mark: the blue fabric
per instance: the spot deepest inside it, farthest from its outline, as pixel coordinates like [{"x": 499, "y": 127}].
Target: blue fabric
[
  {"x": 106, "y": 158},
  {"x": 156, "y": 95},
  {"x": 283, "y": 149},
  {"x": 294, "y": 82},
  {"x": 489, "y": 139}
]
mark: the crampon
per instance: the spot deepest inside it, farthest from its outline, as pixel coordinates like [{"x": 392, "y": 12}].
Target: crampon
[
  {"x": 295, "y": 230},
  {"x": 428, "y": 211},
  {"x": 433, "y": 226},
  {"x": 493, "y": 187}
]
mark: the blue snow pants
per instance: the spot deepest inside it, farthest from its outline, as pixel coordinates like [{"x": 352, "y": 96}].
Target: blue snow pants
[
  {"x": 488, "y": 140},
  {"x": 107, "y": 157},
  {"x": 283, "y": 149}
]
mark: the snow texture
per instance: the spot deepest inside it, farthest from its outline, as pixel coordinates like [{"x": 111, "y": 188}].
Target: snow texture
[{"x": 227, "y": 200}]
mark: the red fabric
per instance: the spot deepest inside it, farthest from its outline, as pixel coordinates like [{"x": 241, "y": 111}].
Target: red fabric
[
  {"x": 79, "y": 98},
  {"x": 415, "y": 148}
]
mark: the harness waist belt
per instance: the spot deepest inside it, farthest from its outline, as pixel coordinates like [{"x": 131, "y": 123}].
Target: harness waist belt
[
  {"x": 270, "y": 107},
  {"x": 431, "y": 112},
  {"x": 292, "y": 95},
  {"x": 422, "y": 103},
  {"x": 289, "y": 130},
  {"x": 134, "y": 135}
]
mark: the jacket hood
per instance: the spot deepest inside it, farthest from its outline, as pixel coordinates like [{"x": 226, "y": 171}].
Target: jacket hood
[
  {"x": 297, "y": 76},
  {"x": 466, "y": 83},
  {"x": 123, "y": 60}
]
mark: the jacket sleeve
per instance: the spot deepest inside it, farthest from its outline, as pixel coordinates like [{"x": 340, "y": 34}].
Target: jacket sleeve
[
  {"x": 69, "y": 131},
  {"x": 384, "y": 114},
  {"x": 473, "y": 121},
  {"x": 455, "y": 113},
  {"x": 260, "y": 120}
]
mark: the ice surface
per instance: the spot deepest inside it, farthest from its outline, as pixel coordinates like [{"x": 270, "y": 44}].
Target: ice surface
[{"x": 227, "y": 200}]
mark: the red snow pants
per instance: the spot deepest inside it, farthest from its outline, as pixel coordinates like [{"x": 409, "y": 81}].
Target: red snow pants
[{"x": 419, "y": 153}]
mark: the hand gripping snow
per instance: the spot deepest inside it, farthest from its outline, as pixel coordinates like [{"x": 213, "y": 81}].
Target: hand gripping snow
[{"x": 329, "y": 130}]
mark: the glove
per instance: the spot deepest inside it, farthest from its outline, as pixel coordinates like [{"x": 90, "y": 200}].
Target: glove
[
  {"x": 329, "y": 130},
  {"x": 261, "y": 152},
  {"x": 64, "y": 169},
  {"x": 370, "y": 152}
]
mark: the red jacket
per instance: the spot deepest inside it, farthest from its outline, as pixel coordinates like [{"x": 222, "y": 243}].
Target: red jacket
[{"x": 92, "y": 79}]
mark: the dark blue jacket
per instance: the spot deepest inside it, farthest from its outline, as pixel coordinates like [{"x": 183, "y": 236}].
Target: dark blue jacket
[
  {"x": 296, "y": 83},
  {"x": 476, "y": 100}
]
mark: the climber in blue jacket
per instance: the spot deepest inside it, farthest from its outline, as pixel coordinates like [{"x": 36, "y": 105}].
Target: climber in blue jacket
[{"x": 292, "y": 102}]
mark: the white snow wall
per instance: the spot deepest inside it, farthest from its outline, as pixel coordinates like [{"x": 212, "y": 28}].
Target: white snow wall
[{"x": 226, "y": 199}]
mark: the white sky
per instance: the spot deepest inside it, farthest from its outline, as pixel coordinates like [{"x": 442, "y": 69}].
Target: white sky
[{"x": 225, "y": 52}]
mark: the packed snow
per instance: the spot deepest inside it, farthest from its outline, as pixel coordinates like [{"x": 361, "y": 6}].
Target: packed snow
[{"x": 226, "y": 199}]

**Set exercise:**
Write out again every line from the one holding "mark: the red jacket" through the end of the rows, inclusive, requests and all, adding 23 to each x and y value in the answer coordinates. Leave the sample coordinates inside the requests as they are.

**Output for this exercise:**
mark: the red jacket
per instance: the spot deepest inside it, farthest from its outline, as pixel coordinates like [{"x": 222, "y": 243}].
Target: red jacket
[{"x": 115, "y": 102}]
mark: the dark blue jacket
per instance: the spot deepest inside it, farthest from its outline, as pixel coordinates like [{"x": 183, "y": 236}].
Target: dark blue jacket
[
  {"x": 319, "y": 106},
  {"x": 499, "y": 123}
]
mark: the climber in blue jacket
per instance: the spot deepest inside it, farthest from its outline, as pixel coordinates like [{"x": 36, "y": 105}].
Target: climber in blue jacket
[{"x": 315, "y": 125}]
mark: the white snow wall
per instance: the spot deepest inside it, farthest from its outline, as pixel coordinates like [{"x": 212, "y": 28}].
Target: white snow wall
[{"x": 249, "y": 222}]
mark: the white sky
per instance: the spot deepest inside it, farthest from its outline, as pixel coordinates like [{"x": 442, "y": 69}].
Target: white sky
[{"x": 248, "y": 75}]
mark: the packed snow
per instance: the spot deepest inside it, farthest from its outline, as pixel coordinates like [{"x": 361, "y": 6}].
Target: packed snow
[{"x": 249, "y": 222}]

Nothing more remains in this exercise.